**GIVEN TEXT:**
Children 13, 14 and 15 years old may travel unaccompanied in accordance with the Amtrak Unaccompanied Minor Policy, which includes the following conditions:

Both boarding and arrival stations must be staffed.

For each unaccompanied minor traveling alone, the adult bringing the child to the departure station must complete and sign a release form.

The child must wear an Amtrak issued wristband for the duration of travel.

The adult must remain at the station until the train has departed.

Upon arrival, an adult (at least 18 years old) must be present to pick up the child. The adult must display valid current identification meeting the Amtrak ID policies.

The child must be interviewed by station personnel to determine if the child is capable of traveling alone.
Also on Amtrak's site:

If a group of children are traveling, and some are 16-17, some are 13-15, and some are under 13:

The 16-17 year olds may travel without restriction.

The 13-15 year olds must travel as unaccompanied minors because no one is 18 or over. The Unaccompanied Minor Policy applies.
 
As opposed to "PARENTS put minor child on Amtrak train, without following the rules and/or Amtrak Unaccompanied Minor policy."
To be frank, if I am a parent booking ticket for a 15-16 year old teenager for a short intercity train ride, it wouldn't even hit me to check the Unaccompanied Minors policy. I mean, come on, is traveling on Amtrak such a big deal that teenagers can't do it on their own? I wouldn't have thought they actually forbid anyone under 16 from traveling alone. I have traveled by trains alone (not on Amtrak though) from when I was as young as 12.

So yeah, in Amtrak;s books they defied a rule, but it isn't a rule that would be obvious to a customer. Easy to miss.
Frankly, if I was traveling on any intercity transit as a minor, I would check to make sure that the policy would allow me.

Heck, they ask for the name on the ticket. You would think that someone would also look at ID requirements, and may think to check the unaccompanied minor rule.

**WORK TO COMPLETE:**
(a) In the text on Amtrak's unaccompanied minor policy, how long must the adult who brings the child to the departure station stay there?
(b) Print the passage of the text on Amtrak's unaccompanied minor policy starting with "Children 13, 14" and going on through "of traveling alone.".
(c) Write what would come next in the text on Amtrak's unaccompanied minor policy, picking up after its final sentence.

**DATASET EXCERPTS:**

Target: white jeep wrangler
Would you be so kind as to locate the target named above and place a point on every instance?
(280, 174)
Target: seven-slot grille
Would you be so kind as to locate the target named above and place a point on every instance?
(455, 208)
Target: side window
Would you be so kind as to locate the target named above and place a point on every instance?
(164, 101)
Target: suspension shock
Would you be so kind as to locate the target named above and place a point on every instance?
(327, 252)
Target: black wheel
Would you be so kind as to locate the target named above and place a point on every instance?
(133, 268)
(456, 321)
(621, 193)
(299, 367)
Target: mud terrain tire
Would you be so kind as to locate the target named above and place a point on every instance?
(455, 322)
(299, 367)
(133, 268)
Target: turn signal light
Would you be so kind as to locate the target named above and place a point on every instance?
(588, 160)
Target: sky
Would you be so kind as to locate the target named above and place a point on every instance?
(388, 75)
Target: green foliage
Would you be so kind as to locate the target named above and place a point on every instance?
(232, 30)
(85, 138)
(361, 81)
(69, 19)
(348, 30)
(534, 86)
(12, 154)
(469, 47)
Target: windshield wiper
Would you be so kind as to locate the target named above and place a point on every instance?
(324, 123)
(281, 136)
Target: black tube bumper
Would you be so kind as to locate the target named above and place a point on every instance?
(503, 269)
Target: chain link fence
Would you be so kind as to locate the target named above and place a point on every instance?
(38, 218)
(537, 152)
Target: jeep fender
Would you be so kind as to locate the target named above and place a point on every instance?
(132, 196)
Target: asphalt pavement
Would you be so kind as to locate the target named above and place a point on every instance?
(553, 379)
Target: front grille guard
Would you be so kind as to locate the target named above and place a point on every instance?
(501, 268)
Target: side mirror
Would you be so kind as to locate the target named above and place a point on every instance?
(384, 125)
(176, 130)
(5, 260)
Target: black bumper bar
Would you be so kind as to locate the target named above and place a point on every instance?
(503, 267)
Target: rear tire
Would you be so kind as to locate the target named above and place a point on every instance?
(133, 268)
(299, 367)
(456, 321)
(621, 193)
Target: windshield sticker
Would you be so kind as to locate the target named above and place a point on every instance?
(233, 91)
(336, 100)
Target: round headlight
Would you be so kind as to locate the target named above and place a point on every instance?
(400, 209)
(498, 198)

* * *

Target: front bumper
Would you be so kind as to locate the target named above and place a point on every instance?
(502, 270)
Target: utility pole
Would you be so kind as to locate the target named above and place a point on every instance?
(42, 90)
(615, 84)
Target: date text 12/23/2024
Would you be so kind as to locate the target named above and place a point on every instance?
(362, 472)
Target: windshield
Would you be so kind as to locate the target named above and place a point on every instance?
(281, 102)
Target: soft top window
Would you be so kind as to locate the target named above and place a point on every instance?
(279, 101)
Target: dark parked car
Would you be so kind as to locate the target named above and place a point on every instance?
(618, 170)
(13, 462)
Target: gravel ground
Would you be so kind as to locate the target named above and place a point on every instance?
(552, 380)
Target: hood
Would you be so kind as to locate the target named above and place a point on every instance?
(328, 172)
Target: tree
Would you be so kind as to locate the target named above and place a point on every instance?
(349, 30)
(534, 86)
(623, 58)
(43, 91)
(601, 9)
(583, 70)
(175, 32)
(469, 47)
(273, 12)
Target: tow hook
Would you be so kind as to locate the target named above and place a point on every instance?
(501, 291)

**TASK-BY-TASK ANSWERS:**
(a) Until the train has departed.

(b)
Children 13, 14 and 15 years old may travel unaccompanied in accordance with the Amtrak Unaccompanied Minor Policy, which includes the following conditions:

Both boarding and arrival stations must be staffed.

For each unaccompanied minor traveling alone, the adult bringing the child to the departure station must complete and sign a release form.

The child must wear an Amtrak issued wristband for the duration of travel.

The adult must remain at the station until the train has departed.

Upon arrival, an adult (at least 18 years old) must be present to pick up the child. The adult must display valid current identification meeting the Amtrak ID policies.

The child must be interviewed by station personnel to determine if the child is capable of traveling alone.

(c)
As an aside, maybe Amtrak needs to create two sets of policies: one for LD trains (is the Cascades considered LD?) and one for NER/corridor trains, which would be less restrictive.
 
As opposed to "PARENTS put minor child on Amtrak train, without following the rules and/or Amtrak Unaccompanied Minor policy."
To be frank, if I am a parent booking ticket for a 15-16 year old teenager for a short intercity train ride, it wouldn't even hit me to check the Unaccompanied Minors policy. I mean, come on, is traveling on Amtrak such a big deal that teenagers can't do it on their own? I wouldn't have thought they actually forbid anyone under 16 from traveling alone. I have traveled by trains alone (not on Amtrak though) from when I was as young as 12.

So yeah, in Amtrak;s books they defied a rule, but it isn't a rule that would be obvious to a customer. Easy to miss.

I'm sorry, but in today's overly PC, litigation happy times, and with all the psychopaths and perverts everywhere I can't believe any parent would put their 15 year old girl on a train full of strangers without making any effort to contact Amtrak or at the very minimum the conductor on the platform when boarding the train.

You can't leave a dog locked in a car nowadays without someone likely to call the Humane Society and PETA on you, let alone a child. At what point are people responsible for their own actions?

The parents are outraged that Amtrak put their precious daughter off in the middle of nowhere, which isn't the case, yet it seems they had very little problem putting her on the train unaccompanied but for two also minor girls.
 
When one goes to the Amtrak website to book, as soon as you select "child" to add the quantity of children traveling, a note directly under the drop down pops up and says "Children and infants must travel with an adult who is at least 18 years or older."

One does not have to go looking for Amtrak's official policies buried elsewhere on the site. One only needs to open one's eyes and read!
 
When one goes to the Amtrak website to book, as soon as you select "child" to add the quantity of children traveling, a note directly under the drop down pops up and says "Children and infants must travel with an adult who is at least 18 years or older."

One does not have to go looking for Amtrak's official policies buried elsewhere on the site. One only needs to open one's eyes and read!
Playing devil's advocate: what if her parents simply booked her as an "adult" fare? There's numerous places that cut the definition for "child", especially for discounted fares, at age 12. Heck, even Amtrak's children's menu is only available to those 12 and under!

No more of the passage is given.